* _PROMPT_: Reproduce every one of the following records verbatim, omitting the pictures from your output.

--- START RECORD EXCERPTS ---

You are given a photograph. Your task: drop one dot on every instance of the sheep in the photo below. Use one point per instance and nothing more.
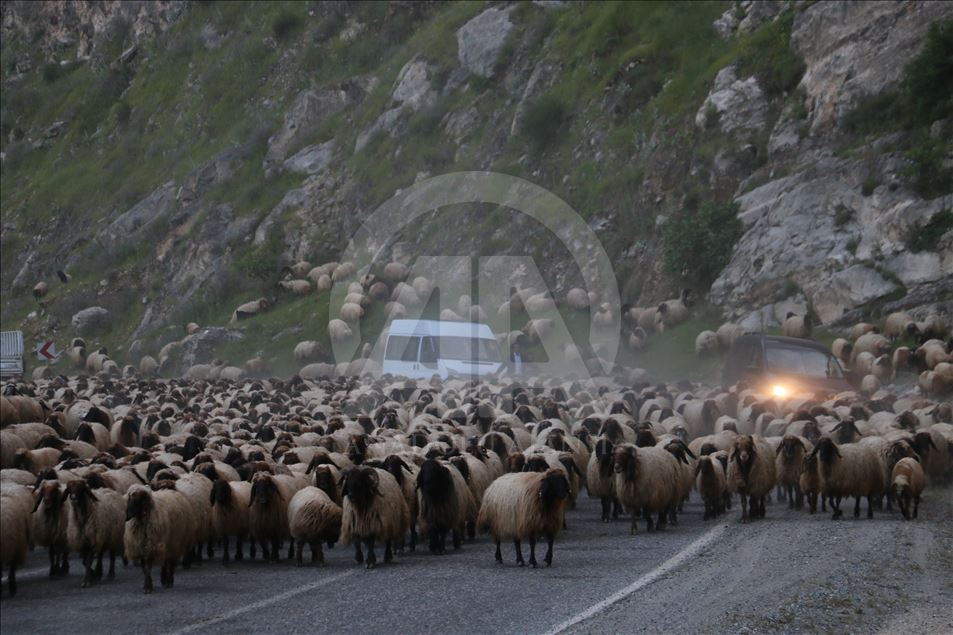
(727, 333)
(50, 523)
(15, 535)
(860, 329)
(313, 518)
(40, 289)
(751, 473)
(296, 287)
(525, 506)
(900, 324)
(706, 344)
(789, 464)
(646, 479)
(872, 343)
(159, 528)
(842, 349)
(711, 485)
(268, 516)
(797, 326)
(339, 331)
(850, 469)
(94, 526)
(443, 500)
(577, 299)
(673, 312)
(247, 310)
(374, 509)
(600, 480)
(907, 482)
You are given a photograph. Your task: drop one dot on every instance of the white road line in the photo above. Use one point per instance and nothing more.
(262, 603)
(672, 563)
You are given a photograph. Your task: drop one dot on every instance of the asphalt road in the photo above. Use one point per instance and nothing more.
(790, 572)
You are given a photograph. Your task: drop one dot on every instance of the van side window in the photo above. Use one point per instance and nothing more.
(403, 348)
(430, 350)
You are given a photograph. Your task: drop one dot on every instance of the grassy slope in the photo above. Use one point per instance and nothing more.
(129, 133)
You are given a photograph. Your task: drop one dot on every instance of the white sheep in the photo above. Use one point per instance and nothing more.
(525, 506)
(313, 518)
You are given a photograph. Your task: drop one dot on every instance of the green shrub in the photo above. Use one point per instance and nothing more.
(543, 120)
(926, 238)
(927, 173)
(929, 76)
(699, 245)
(767, 54)
(286, 25)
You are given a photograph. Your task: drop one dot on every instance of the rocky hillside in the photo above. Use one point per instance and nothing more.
(172, 157)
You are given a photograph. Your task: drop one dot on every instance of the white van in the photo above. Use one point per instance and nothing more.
(423, 348)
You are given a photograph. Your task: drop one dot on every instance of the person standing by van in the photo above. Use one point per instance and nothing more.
(516, 359)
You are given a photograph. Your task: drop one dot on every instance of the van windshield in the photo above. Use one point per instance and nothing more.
(467, 349)
(801, 361)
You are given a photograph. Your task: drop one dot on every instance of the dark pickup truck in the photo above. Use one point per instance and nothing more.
(783, 366)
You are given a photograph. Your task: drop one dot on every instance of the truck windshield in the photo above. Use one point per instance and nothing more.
(801, 361)
(467, 349)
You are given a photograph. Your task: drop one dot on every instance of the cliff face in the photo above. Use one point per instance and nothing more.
(173, 156)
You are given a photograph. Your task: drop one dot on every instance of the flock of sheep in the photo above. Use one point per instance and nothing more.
(165, 472)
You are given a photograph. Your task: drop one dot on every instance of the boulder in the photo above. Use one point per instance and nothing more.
(479, 41)
(91, 320)
(736, 104)
(312, 159)
(199, 348)
(853, 49)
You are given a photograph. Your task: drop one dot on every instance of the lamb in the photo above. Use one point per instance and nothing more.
(159, 528)
(907, 481)
(797, 326)
(247, 310)
(94, 526)
(15, 537)
(600, 482)
(899, 325)
(525, 506)
(296, 287)
(313, 518)
(268, 515)
(339, 331)
(711, 485)
(789, 464)
(646, 479)
(444, 501)
(751, 472)
(50, 523)
(374, 509)
(309, 351)
(706, 344)
(850, 469)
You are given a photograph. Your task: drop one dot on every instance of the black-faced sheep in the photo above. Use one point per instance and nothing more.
(229, 515)
(907, 483)
(159, 528)
(15, 538)
(789, 464)
(751, 473)
(525, 506)
(94, 526)
(374, 509)
(313, 518)
(850, 469)
(647, 480)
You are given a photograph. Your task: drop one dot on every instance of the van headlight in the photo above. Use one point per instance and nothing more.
(780, 391)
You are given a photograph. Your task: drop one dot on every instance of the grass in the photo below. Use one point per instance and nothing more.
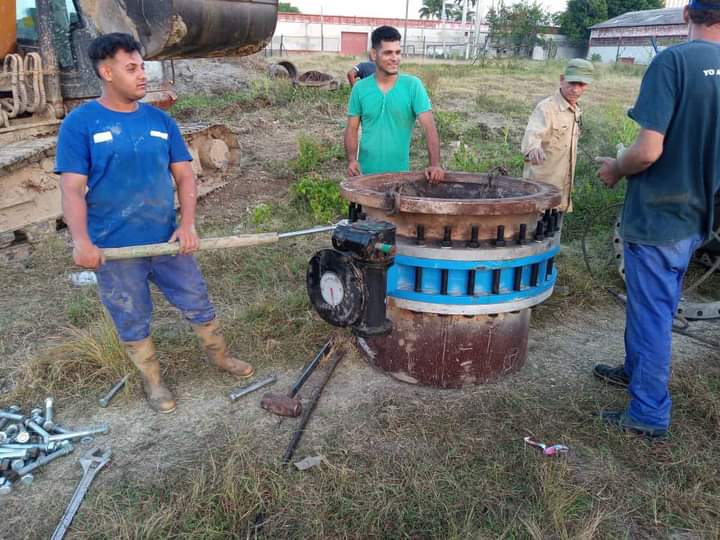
(404, 462)
(448, 468)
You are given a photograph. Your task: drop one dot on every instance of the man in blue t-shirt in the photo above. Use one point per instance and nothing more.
(673, 171)
(117, 158)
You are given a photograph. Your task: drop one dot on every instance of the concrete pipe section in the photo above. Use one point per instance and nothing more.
(474, 254)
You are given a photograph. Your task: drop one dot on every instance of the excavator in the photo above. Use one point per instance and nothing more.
(45, 73)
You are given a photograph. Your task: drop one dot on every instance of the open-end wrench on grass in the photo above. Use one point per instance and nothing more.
(91, 463)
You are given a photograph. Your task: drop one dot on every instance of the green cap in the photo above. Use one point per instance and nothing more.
(579, 70)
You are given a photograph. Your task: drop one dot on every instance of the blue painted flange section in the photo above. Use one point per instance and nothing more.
(401, 279)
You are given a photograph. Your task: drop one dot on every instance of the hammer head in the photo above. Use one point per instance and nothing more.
(281, 405)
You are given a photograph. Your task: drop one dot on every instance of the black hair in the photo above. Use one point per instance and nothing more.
(708, 17)
(107, 46)
(384, 33)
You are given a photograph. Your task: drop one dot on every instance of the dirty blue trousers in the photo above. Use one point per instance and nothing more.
(124, 288)
(653, 276)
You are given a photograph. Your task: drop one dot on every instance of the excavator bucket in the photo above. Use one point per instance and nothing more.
(187, 28)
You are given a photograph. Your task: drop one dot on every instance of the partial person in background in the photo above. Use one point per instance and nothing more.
(360, 71)
(549, 146)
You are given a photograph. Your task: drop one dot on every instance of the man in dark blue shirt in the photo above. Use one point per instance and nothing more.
(673, 171)
(118, 157)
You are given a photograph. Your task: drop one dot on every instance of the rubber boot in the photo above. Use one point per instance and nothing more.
(213, 342)
(142, 354)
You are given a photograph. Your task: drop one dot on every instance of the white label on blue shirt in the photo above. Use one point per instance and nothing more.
(103, 136)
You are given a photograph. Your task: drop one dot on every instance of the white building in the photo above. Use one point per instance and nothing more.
(637, 36)
(300, 32)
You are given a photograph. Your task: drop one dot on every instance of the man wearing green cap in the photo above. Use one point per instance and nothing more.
(550, 142)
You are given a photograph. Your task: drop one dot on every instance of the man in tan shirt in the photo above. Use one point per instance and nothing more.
(550, 142)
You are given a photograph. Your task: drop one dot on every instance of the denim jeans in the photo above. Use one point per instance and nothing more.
(124, 288)
(653, 275)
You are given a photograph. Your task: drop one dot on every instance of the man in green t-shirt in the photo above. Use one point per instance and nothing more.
(386, 105)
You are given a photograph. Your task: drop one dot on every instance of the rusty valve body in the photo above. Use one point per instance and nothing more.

--- END RECORD EXCERPTS ---

* _COMPLETE RESPONSE_:
You are given a photograph. Your task: drop one dot on every instance of the sheep in the photo below. Use one point per instance and nothing more.
(727, 333)
(50, 523)
(15, 535)
(860, 329)
(313, 518)
(40, 289)
(751, 473)
(296, 287)
(525, 506)
(900, 324)
(706, 344)
(789, 464)
(646, 479)
(872, 343)
(159, 528)
(842, 349)
(711, 485)
(268, 516)
(797, 326)
(339, 331)
(850, 469)
(94, 526)
(443, 500)
(577, 299)
(673, 312)
(247, 310)
(374, 509)
(600, 480)
(907, 482)
You are given a photograph. Your task: drop one dot on every instance of the white road line in the photo above. Use one point per instance and nothing more.
(262, 603)
(672, 563)
You are given a photograph. Your task: drop one dot on every instance of the asphalt road in the photo above. Use one point per instance and nothing more.
(790, 572)
You are given a photograph. Your task: drop one dot on every instance of the van side window in the photo above. Use one point per instance and nothing more.
(403, 348)
(430, 350)
You are given a photograph. Your task: drop one dot on every instance of the grassy slope in the photo above. Use one point per instance and nothing more.
(129, 133)
You are given a photograph. Your task: drop one dot on every instance of the white sheep in the photo above. Use one point per instance and nothing more.
(525, 506)
(313, 518)
You are given a photograph. Your task: drop one dot on every instance of the green shrub in the photo above. Use one point per instance and nothing more.
(543, 120)
(926, 238)
(927, 173)
(929, 76)
(699, 245)
(767, 54)
(286, 25)
You are given a photograph. Your task: drop one dot on every instance of the rocky hillside in the photo above. Use one point per instance and nothing more.
(172, 157)
You are given a photograph. Your task: drop one dot on every instance of the white van in the photo above. Use one point per instance and nothing more.
(423, 348)
You are given a photograph. Your task: drop one dot on every instance of the person standing by van in the photo above. Use one point per instance and nothing more.
(516, 359)
You are given a photograph. Your task: drop one dot on every instance of the van windshield in the photo above. Use one point per instance and nothing more.
(467, 349)
(801, 361)
You are given a photograph. Your task: drop one dot on every instance of the dark pickup truck in the photo above. Use one point per instance and nothing more.
(783, 366)
You are given a photograph. Your task: drop one dot on every instance of the truck windshield in the photo above. Use one point per instance and nothing more.
(801, 361)
(467, 349)
You are given a photograph. Your task: drop one dot on every instance of the cliff face in the photo above. Use one point per instance and nothing more.
(173, 156)
You are given a photograph. Your task: drop one dot on every instance of the flock of sheep in the photo above. Use one point per instance and nothing more.
(165, 472)
You are given a photograph. Your task: drop one dot on every instance of the boulder in the photo above. Use one point per instance and nothing more.
(479, 41)
(91, 320)
(736, 104)
(312, 159)
(199, 348)
(853, 49)
You are given a photograph. Your task: drop one dot on every instance of the lamb in the photo above. Use one point per instance and nothing more.
(159, 528)
(907, 481)
(797, 326)
(247, 310)
(94, 526)
(15, 537)
(600, 482)
(899, 325)
(525, 506)
(296, 287)
(313, 518)
(268, 515)
(339, 331)
(711, 485)
(789, 464)
(646, 479)
(444, 501)
(751, 472)
(50, 523)
(374, 509)
(309, 351)
(706, 344)
(850, 469)
You are given a photograph. Your task: drop one dot on every instance of the black-faced sheep in the photo above. Use one point per instance and nothing more.
(229, 515)
(907, 483)
(159, 528)
(15, 538)
(789, 464)
(751, 473)
(525, 506)
(94, 526)
(374, 509)
(313, 518)
(850, 469)
(647, 480)
You are given a photograph. Your task: drop one dot on every instance of the van headlight in the photo above. Use one point per instance and nothing more.
(780, 391)
You are given a photograph. Your task: drop one dot on every instance of the grass in the photo below. Use one point per instance and nothing more.
(404, 462)
(448, 468)
You are given a photograph. Your task: drop one dot on every instance of the man in blue t-shirt in the photo above. Use one point per instance and nothing more.
(673, 171)
(117, 158)
You are given a photograph. Your task: drop one dot on every instance of the concrete pipe section in the photo above. Use one point per instance and nothing more.
(474, 254)
You are given a photograph. Your task: drop one dot on every instance of the excavator in the photo above. Use one point per instance and nothing more.
(45, 73)
You are given a photograph. Your task: drop one dot on every instance of the open-end wrench on grass in the photo above. Use one point per instance and nothing more.
(91, 463)
You are given a photograph. Your task: drop one dot on every instance of the green cap in the photo above. Use one point per instance and nothing more.
(579, 70)
You are given a photograph. Your task: drop one dot on every instance of the blue painted flange section in the photo above. Use one point per instance and nothing more.
(401, 279)
You are given a photograph. Your task: drop one dot on every instance of the hammer head in the photo above. Use one point per instance and nothing more.
(281, 405)
You are given a photograph. Your task: drop one dot on every instance of the black hair in the photo above. Use one point per instance and nothing more.
(708, 17)
(107, 46)
(384, 33)
You are given a photograph. Your task: drop one dot on every instance of the dirty blue trousers in the photo above. Use one point per instance and nothing more.
(124, 288)
(653, 276)
You are given a photograph. Your task: drop one dot on every instance of the excavator bucket in the photo above. Use one point per instance and nothing more.
(187, 28)
You are given a photograph. Your task: drop one dot on every instance of the partial person in background in the photo above. Use one point per instance and nothing more.
(360, 71)
(549, 146)
You are given a photograph. Your task: drop one dot on every instance of the man in dark blue shirt in the photo above. Use one point per instance and nothing more.
(673, 171)
(118, 157)
You are given a photograph. Your task: drop one dot on every instance of the rubber boot in the photo above. Use one point per instance and nothing more.
(213, 342)
(142, 354)
You are given a photograph. Your task: drop one dot on every instance of the white label on blue shirt in the photo above. Use one point per instance and nothing more.
(103, 136)
You are given a photograph. Your task: drop one dot on every instance of the white building in the photo above. Use one point per instance and nothing more.
(637, 36)
(300, 32)
You are given a photograph. Your task: drop one dot on every instance of the man wearing green cap in the photo above. Use one point per instance and nothing more.
(550, 142)
You are given a photograph. Your task: drop one dot on every instance of the man in tan shirt in the photo above. Use one point per instance and nothing more.
(550, 142)
You are given a photograph. Your task: drop one dot on every instance of the denim jeans in the photo above. Use one point per instance and nothing more.
(124, 288)
(653, 275)
You are given a photograph. Your task: drop one dot on every instance of the man in green t-shirt in the photo above. Use one point per instance and nothing more.
(386, 105)
You are given a photograph. Your task: drop one dot on every instance of the rusty valve body in the photo above. Use one point per instance and nothing more.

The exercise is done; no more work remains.